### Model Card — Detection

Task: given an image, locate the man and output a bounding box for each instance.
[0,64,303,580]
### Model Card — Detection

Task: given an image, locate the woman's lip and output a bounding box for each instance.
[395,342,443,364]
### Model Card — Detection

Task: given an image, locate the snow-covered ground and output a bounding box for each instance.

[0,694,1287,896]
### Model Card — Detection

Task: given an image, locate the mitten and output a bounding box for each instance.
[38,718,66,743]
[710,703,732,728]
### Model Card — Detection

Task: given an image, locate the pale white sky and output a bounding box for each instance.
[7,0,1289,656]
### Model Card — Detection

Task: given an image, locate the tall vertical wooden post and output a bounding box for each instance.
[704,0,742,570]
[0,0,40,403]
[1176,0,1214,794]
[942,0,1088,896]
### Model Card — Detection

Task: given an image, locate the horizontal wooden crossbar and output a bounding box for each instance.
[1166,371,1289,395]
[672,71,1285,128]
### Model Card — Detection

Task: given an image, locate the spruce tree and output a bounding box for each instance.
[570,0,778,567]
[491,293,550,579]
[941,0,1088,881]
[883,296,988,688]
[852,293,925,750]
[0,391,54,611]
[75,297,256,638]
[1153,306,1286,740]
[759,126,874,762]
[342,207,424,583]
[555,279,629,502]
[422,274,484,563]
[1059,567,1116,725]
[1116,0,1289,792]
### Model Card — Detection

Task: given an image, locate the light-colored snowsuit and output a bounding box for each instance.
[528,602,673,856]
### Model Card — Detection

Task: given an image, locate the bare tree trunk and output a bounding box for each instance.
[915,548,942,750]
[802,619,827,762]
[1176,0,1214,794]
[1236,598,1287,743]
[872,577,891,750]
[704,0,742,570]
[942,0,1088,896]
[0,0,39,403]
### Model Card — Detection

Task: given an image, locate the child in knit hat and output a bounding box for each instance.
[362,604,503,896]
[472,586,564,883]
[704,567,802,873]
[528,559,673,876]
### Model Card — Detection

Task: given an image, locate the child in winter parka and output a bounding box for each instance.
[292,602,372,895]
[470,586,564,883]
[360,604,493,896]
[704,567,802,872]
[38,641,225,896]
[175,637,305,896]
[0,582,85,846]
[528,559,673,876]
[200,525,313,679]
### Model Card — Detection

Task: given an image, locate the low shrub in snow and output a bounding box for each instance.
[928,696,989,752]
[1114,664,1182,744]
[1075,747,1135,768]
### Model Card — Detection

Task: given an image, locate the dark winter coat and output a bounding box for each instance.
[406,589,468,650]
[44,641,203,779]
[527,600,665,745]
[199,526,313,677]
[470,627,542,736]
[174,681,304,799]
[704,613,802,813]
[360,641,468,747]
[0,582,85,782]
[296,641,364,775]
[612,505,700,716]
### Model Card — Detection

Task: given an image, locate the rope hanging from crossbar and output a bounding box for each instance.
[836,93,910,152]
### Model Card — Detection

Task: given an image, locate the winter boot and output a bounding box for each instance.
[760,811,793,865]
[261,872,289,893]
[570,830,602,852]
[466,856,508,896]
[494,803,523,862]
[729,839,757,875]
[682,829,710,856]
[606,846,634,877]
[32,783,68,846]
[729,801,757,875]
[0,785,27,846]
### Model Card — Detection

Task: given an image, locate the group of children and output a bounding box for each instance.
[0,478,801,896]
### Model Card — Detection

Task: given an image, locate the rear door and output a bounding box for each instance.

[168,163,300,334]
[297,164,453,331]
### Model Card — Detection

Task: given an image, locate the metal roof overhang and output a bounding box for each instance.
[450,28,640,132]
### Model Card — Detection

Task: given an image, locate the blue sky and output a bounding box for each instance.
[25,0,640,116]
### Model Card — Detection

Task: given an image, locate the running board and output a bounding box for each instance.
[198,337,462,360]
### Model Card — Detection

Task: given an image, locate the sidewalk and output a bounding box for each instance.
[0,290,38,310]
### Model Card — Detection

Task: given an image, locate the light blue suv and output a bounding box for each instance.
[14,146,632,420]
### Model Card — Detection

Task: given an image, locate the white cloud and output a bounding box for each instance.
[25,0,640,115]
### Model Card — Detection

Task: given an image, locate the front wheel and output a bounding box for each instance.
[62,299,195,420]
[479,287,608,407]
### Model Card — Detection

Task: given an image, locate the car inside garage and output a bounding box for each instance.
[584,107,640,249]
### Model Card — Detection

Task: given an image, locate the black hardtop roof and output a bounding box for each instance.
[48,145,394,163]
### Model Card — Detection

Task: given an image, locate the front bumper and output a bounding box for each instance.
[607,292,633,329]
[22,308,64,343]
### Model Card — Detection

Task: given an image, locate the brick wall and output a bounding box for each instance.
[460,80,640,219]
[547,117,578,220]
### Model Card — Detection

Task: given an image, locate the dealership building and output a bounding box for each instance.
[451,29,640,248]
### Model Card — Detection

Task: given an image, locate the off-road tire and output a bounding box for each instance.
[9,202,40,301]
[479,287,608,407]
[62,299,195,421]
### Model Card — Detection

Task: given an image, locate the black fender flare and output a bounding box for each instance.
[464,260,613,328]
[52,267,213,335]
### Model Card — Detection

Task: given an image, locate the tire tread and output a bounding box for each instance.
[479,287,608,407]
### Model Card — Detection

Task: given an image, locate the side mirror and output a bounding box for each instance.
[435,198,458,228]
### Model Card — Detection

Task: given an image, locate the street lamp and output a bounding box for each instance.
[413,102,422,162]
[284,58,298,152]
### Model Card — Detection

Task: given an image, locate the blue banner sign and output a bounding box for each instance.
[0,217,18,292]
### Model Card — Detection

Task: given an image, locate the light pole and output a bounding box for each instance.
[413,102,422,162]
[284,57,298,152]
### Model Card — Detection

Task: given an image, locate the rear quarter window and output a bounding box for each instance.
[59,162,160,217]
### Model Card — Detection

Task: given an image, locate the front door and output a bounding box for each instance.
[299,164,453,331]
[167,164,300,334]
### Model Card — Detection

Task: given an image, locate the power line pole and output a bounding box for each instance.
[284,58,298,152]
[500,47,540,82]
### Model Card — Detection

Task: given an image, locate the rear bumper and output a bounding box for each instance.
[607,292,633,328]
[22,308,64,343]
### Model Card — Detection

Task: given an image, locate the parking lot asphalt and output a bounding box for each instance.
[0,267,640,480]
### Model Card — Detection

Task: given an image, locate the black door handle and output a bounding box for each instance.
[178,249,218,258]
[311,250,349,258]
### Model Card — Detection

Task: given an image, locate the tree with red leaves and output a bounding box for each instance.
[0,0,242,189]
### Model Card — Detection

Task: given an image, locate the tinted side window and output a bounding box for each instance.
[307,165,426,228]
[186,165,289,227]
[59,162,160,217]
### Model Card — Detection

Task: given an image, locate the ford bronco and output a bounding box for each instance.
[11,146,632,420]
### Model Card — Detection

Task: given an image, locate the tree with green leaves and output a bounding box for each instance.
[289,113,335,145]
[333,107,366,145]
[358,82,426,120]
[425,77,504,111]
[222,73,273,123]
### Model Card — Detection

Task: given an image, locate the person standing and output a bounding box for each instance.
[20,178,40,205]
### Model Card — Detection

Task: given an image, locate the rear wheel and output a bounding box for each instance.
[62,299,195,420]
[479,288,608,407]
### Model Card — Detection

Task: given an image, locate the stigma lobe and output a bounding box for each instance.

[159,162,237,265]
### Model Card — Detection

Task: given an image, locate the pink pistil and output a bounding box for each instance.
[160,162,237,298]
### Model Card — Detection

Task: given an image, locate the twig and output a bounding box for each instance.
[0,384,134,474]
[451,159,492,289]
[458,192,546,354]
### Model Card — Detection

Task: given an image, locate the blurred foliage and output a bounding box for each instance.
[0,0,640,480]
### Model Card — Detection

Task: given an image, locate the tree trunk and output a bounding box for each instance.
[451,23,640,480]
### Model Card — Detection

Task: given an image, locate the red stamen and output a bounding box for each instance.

☆ ☆ ☆

Extract every line of the listing above verbatim, from the first line through the last.

### Model Card — Detection

Task: given an image, locate the man and output a bounding box for each instance.
[0,64,303,580]
### Model Card — Detection

Task: given an image, locate the woman's lip and output a bounding box for each instance.
[395,342,443,364]
### Model Card — Detection

Task: given an image, locate the snow-covered ground and output a bounding box for each instance.

[0,694,1287,896]
### Model Card — Detection

Task: given an image, locate the mitten and output a bounding box for each instance.
[38,718,66,743]
[710,703,732,728]
### Model Card — Detection

Task: given an image, locate the pale white sky and output a bounding box for each instance.
[7,0,1289,656]
### Model Card — Detection

Task: given an image, locate the tall vertical wooden post and output a bounding box for each instance.
[704,0,742,570]
[0,0,40,403]
[1176,0,1214,794]
[942,0,1088,896]
### Model Card — Detection

Task: given an image, locate the horizontal wooden crossbar and output a bounding box for each instance.
[1166,371,1289,395]
[672,71,1285,128]
### Model Card — Detection

Task: given an image, locate the spruce tree and output a bounding box for each instance.
[570,0,778,567]
[491,293,550,579]
[941,0,1088,881]
[883,296,988,688]
[852,293,925,750]
[0,391,54,611]
[75,297,256,638]
[1153,306,1286,740]
[759,126,874,762]
[342,207,424,583]
[555,279,629,502]
[422,274,484,563]
[1059,567,1116,725]
[1116,0,1289,792]
### Model Card — Detection

Task: given an image, locate the light-colored snowsuit and output a bounding box for each instance.
[528,602,673,856]
### Model Card — Detection

Task: given an image, locate the bare tree trunk and output a bounding box for each instance.
[915,548,942,750]
[802,619,827,762]
[1176,0,1214,794]
[1236,598,1287,743]
[872,577,891,750]
[704,0,742,570]
[942,0,1088,896]
[0,0,39,403]
### Model Card — Detection

Task: given an image, locate the child in knit hat and output a bounding box for each instance.
[362,604,503,896]
[472,586,564,883]
[704,567,802,873]
[528,559,673,876]
### Model Card — Detection

Task: given an image, locate the child in winter parka and output a bounding box for each instance.
[292,602,372,895]
[470,586,564,883]
[360,604,493,896]
[704,567,802,872]
[38,641,225,896]
[175,637,305,896]
[0,582,85,846]
[528,559,673,876]
[200,525,313,679]
### Model Card — Detection

Task: given an image, locate the low shrub in snow and output a bounding box for each instance.
[928,696,989,752]
[1114,664,1182,744]
[1075,747,1135,768]
### Model Card — Detection

Task: given an image, locate the dark winter coat and output a bounding box for each instance.
[406,589,468,650]
[44,641,203,779]
[527,600,665,745]
[199,526,313,677]
[470,627,542,736]
[174,681,304,799]
[704,613,802,813]
[360,641,468,747]
[0,582,85,782]
[296,641,364,775]
[612,505,700,716]
### Model Card — Detection

Task: given an image, locate the rope hanging from crossbar and output a bounding box for each instance.
[836,93,910,152]
### Model Card — Detection

Task: given an image, locate the winter boot and output a bounding box for each instance.
[760,811,793,865]
[261,872,289,893]
[570,830,602,852]
[466,856,508,896]
[494,803,523,862]
[729,839,757,875]
[682,829,710,856]
[606,846,634,877]
[32,783,68,846]
[729,801,757,875]
[0,785,27,846]
### Model Card — Detection

Task: given an image, locate the group of children and output a bounding box for each instance.
[0,478,801,896]
### Model Card — Detection

Task: given an image, locate the rear door and output a bounding box for each instance.

[168,163,300,334]
[297,164,453,331]
### Model Card — Detection

Task: given an image, locate the metal roof overhang and output a bounding box for each instance.
[450,28,640,132]
### Model Card — Detection

Task: given an image, locate the blue sky and output a bounding box for each instance.
[25,0,640,116]
### Model Card — Detection

Task: given an image, locate the running board and output a bounding box for each instance.
[198,337,462,360]
### Model Card — Detection

Task: given an image, locate the sidewalk and output a bounding box for each instance.
[0,290,38,310]
### Model Card — Detection

Task: given an image, locate the light blue suv and output a bounding box for each instance.
[14,146,632,420]
### Model Card — Detection

Task: given an image, locate the white cloud and output a bounding box for each instance.
[25,0,640,115]
### Model Card — Detection

Task: given an image, locate the front wheel and output a bounding box for each instance.
[62,299,195,420]
[479,287,608,407]
### Model Card — Detection

Task: given an image, locate the car inside garage and output a bounding box for each instance.
[584,107,640,249]
### Model Card — Detection

Task: given an image, locate the black hardtop roof and output a bounding box for each instance.
[48,145,394,163]
### Model Card — Detection

Task: given an image, locate the front bumper and output a bounding box for each instance.
[607,292,633,329]
[22,308,64,343]
### Model Card — Detection

Task: given an image, locate the brick wall and output a bounding box for each instance.
[460,80,640,219]
[547,117,578,220]
### Model Card — Detection

Task: given an image, locate the dealership building and output a bounding box for each instance.
[451,29,640,248]
### Model Card — Detection

Task: given an image, locate the off-road tire and output a bounding box for each instance.
[9,202,40,301]
[479,287,608,407]
[62,299,195,421]
### Model Card — Detection

Task: given an image, locate the black fender flare and output a bounding box for each instance.
[464,260,613,328]
[52,267,213,335]
### Model Card — Detection

Task: given an image, locate the tire tread and output a bounding box for each instance.
[479,287,608,407]
### Model Card — Detection

Task: given an image, locate the side mirror and output a bounding box for each instance.
[435,198,458,228]
### Model Card — Detection

Task: given an image, locate the street lamp and output a bounding box for each instance.
[413,102,422,162]
[284,58,298,152]
### Model Card — Detection

Task: given an image, locate the blue banner sign and output a bounding box for each instance.
[0,217,18,292]
### Model Card — Detection

Task: given an image, locate the light pole and output a bounding box for each instance.
[413,102,422,162]
[284,57,298,152]
### Model Card — Detection

Task: given an image, locate the rear quarter window and output a bounding box for each instance.
[59,162,160,217]
### Model Card — Detection

Task: given an image, locate the front door and output a bounding box for each instance.
[299,164,453,331]
[167,164,300,334]
### Model Card — Detection

Task: given an image, locate the power line pole and output a bounding box for each instance.
[284,58,298,152]
[500,47,540,82]
### Model Card — Detection

Task: given an image, locate the rear bumper and output a bounding box for each instance.
[607,292,633,328]
[22,308,64,343]
### Model Card — Detection

Task: given an image, locate the parking lot asphalt and output a bounding box for each instance.
[0,267,640,480]
### Model Card — Detection

Task: given an image, locate the black door handle and output a bounding box for each instance.
[178,249,218,258]
[311,250,349,258]
### Model Card — Detection

Task: given an image, locate the tree with red leaves and output a bounding box for each instance.
[0,0,242,189]
### Model Card — Detection

Task: given an image, locate the tinted side window and output a bounding box for each instance.
[307,165,426,228]
[186,165,289,227]
[59,162,160,217]
### Model Card — Detection

Task: given an image, locate the ford bronco and output a bounding box for each instance.
[11,146,632,420]
### Model Card — Detection

Task: given an image, locate the tree with green leaves and output a bounding box for each instance.
[289,113,335,145]
[333,107,366,145]
[358,82,426,120]
[425,77,504,111]
[222,73,273,123]
### Model Card — Detection

Task: given an image, locate the person standing and output a bounding box for each instance.
[20,178,40,205]
### Model Card — Detection

Task: given an image, locate the rear wheel and output a bounding box for each instance.
[62,299,195,420]
[479,288,608,407]
### Model Card — Detection

Task: given an image, locate the stigma lobe and output a bounding box for each instance.

[159,162,237,265]
### Model Card — Detection

Task: given an image, locate the pink pistil and output a bounding box for each instance.
[160,162,237,298]
### Model Card — Detection

Task: given an image, locate the twig and output a bounding box for each instance.
[0,384,134,474]
[451,159,492,289]
[458,192,546,354]
### Model Card — Detection

Task: given an image, locate the blurred foliage and output a bounding box for each instance.
[0,0,640,480]
### Model Card — Detection

Task: given an image, locate the tree trunk and output a bounding box for each instance.
[451,23,640,480]
### Model Card — Detection

Task: given an image, locate the red stamen and output a bounding box for each instance.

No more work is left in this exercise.